BRIEF
Reproduce, with no changes, the lines of the material below, starting at the line that contains "of the forest" and ending at the line that contains "x=571, y=605", with both of those lines included.

RECORDS SUPPLIED
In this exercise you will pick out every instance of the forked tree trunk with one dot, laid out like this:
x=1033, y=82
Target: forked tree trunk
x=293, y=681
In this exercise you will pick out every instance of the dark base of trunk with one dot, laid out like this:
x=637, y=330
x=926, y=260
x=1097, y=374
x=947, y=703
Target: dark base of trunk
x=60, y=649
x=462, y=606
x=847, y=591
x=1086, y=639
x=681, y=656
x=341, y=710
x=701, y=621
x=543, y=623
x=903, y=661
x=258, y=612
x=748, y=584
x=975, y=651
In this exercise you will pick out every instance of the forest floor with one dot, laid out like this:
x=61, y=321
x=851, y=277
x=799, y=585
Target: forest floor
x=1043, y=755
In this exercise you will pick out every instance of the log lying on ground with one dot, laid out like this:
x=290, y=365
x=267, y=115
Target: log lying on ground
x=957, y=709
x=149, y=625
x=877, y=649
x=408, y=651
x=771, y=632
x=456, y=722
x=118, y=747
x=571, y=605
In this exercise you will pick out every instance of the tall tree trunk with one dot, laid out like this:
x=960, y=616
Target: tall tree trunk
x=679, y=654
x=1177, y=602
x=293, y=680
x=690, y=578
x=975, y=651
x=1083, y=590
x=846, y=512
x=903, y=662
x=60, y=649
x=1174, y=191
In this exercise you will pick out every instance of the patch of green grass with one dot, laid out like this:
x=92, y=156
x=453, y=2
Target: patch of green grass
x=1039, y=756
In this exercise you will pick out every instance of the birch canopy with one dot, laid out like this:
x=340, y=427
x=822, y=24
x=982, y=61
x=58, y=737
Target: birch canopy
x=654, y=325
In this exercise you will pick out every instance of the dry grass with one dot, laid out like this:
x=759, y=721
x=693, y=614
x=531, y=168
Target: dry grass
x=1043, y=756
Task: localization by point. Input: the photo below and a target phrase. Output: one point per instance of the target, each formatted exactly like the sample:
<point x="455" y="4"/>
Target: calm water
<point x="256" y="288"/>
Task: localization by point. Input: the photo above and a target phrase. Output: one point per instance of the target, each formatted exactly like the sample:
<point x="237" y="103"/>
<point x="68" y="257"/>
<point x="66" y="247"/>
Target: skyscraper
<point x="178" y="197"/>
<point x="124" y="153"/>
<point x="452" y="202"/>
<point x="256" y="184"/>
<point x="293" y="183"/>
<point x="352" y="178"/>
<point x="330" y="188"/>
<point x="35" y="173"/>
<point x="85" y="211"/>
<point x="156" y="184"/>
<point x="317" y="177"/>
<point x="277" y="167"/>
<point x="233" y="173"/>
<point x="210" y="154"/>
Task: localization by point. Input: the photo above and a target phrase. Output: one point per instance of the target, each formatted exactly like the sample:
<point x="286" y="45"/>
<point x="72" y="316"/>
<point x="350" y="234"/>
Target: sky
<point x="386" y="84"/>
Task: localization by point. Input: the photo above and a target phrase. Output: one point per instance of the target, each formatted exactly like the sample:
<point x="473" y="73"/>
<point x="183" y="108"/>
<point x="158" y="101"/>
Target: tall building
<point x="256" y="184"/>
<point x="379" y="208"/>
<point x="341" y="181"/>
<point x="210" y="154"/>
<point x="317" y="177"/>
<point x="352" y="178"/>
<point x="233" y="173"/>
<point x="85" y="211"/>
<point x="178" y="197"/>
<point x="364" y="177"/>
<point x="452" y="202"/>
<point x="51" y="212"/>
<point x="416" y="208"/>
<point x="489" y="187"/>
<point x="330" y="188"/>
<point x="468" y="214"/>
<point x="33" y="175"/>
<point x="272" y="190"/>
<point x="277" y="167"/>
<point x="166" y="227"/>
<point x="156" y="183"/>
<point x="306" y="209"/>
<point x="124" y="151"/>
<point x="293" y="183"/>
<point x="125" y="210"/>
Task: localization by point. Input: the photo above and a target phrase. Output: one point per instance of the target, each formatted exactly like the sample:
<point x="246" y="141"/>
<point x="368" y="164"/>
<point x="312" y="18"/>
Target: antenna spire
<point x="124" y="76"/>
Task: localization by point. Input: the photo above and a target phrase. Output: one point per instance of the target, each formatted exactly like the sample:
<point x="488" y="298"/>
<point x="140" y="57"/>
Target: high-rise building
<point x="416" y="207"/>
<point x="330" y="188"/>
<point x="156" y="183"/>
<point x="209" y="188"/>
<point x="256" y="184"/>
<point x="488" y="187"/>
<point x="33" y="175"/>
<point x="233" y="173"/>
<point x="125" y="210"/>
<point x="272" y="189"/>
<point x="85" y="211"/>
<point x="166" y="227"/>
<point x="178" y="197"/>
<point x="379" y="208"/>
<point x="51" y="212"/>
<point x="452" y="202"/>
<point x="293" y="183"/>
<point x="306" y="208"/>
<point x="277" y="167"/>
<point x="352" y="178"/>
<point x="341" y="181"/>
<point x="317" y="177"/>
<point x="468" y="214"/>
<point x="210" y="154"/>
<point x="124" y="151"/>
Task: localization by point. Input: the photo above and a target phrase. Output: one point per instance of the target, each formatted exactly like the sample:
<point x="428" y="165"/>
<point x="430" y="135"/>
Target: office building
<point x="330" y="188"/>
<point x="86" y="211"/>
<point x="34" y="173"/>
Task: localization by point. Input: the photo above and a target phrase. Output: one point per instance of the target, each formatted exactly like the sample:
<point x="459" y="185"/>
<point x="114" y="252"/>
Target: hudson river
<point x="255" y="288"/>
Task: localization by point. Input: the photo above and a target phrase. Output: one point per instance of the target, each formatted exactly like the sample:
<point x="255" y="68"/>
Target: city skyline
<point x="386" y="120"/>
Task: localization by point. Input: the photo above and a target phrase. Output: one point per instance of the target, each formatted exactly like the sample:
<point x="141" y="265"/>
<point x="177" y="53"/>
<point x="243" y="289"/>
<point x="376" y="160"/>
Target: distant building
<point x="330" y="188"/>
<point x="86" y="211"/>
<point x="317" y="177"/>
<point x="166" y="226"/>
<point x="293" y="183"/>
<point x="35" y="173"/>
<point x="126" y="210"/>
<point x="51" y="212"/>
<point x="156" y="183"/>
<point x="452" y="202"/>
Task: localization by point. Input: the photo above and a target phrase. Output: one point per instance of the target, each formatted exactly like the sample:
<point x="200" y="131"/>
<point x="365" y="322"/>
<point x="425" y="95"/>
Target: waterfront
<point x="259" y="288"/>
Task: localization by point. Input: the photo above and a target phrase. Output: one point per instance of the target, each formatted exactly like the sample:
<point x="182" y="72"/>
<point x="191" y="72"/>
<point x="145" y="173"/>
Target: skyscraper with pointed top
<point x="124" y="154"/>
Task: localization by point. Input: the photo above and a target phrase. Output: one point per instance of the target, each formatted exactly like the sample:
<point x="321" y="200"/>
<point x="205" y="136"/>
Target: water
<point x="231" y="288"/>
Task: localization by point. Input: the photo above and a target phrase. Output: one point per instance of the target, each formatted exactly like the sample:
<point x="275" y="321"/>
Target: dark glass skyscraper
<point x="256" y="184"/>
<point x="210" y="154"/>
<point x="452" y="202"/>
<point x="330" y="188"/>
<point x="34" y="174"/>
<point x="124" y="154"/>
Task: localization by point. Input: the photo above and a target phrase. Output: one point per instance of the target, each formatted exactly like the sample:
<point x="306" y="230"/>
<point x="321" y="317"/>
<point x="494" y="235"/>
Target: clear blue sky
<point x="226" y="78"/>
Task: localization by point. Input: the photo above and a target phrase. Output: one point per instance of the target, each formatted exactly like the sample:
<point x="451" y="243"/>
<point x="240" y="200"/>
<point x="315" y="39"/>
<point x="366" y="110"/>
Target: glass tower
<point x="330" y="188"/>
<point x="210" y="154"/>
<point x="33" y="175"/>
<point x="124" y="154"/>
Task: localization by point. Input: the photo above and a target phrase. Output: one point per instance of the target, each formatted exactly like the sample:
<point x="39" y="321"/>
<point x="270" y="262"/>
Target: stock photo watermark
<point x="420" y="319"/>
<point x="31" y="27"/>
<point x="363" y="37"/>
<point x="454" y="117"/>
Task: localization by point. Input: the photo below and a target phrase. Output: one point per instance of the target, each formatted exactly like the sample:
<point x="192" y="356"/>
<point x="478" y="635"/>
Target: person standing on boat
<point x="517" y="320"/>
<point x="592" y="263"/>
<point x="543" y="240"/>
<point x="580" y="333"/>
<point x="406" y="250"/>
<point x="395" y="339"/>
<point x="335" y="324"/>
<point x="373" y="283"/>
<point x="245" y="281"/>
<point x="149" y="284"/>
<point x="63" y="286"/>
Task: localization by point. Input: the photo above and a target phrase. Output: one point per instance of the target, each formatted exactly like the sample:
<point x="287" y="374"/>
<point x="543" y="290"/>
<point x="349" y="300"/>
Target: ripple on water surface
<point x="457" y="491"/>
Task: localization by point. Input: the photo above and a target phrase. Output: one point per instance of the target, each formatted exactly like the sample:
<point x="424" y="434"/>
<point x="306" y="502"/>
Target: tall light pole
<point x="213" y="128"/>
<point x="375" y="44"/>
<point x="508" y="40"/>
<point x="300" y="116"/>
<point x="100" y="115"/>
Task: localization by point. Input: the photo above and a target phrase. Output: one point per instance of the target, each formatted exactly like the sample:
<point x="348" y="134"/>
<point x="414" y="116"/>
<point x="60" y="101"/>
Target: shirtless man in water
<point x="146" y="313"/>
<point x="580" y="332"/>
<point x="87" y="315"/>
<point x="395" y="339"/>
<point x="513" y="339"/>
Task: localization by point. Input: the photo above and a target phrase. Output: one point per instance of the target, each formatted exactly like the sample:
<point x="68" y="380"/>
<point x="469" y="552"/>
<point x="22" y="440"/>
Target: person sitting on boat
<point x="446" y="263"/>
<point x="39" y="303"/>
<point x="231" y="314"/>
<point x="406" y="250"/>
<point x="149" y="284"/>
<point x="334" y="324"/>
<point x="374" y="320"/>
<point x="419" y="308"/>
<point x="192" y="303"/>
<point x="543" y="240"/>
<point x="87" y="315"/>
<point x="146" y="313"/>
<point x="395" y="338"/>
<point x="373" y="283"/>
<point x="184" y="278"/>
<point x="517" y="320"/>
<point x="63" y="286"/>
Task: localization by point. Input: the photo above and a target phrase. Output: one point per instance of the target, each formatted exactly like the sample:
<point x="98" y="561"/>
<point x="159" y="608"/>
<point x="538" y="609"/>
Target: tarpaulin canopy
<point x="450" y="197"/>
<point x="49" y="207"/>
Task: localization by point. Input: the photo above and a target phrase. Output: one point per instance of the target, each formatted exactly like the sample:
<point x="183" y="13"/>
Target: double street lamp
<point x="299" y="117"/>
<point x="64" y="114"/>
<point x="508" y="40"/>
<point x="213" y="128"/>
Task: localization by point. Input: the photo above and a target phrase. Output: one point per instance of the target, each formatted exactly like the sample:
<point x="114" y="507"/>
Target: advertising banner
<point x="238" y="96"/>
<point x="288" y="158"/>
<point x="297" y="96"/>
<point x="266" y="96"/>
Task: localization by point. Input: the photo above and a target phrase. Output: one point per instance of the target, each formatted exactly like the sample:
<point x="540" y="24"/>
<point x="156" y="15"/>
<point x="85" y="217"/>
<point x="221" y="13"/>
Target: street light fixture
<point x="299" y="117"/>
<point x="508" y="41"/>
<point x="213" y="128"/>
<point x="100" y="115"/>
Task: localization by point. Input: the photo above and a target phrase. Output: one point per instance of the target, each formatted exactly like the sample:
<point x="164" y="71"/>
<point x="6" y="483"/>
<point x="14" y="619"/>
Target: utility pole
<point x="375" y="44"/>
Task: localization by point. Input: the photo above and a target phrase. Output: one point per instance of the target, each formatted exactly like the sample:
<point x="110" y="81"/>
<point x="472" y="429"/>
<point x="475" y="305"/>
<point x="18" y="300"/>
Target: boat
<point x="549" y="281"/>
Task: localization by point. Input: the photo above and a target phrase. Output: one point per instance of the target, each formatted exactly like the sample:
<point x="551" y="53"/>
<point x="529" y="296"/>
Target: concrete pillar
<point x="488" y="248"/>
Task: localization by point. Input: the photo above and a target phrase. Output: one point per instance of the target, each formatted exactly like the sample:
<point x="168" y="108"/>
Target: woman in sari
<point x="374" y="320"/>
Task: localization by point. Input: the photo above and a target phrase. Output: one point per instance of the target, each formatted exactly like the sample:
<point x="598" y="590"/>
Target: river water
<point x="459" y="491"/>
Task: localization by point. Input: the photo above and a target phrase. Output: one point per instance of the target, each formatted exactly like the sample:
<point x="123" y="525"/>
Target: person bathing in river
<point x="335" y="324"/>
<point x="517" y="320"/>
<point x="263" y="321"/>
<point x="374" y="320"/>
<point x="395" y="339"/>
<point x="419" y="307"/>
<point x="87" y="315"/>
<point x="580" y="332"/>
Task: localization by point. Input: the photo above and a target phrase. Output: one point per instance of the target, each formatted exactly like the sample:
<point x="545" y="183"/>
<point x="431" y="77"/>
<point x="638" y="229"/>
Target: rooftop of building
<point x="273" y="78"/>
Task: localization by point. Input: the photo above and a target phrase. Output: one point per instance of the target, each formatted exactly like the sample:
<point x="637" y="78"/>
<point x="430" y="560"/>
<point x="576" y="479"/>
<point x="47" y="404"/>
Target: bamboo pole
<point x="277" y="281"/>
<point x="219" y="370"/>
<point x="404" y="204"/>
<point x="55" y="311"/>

THE RESPONSE
In this exercise you will pick out every instance of the forest floor with one dot, laid out like this:
x=61, y=321
x=851, y=277
x=799, y=585
Target: forest floor
x=1043, y=755
In this exercise you will pick out every instance of the log lying on ground with one dot, laid out like this:
x=290, y=365
x=267, y=115
Target: log lying on ground
x=957, y=709
x=149, y=625
x=877, y=649
x=408, y=651
x=771, y=632
x=456, y=722
x=118, y=747
x=571, y=605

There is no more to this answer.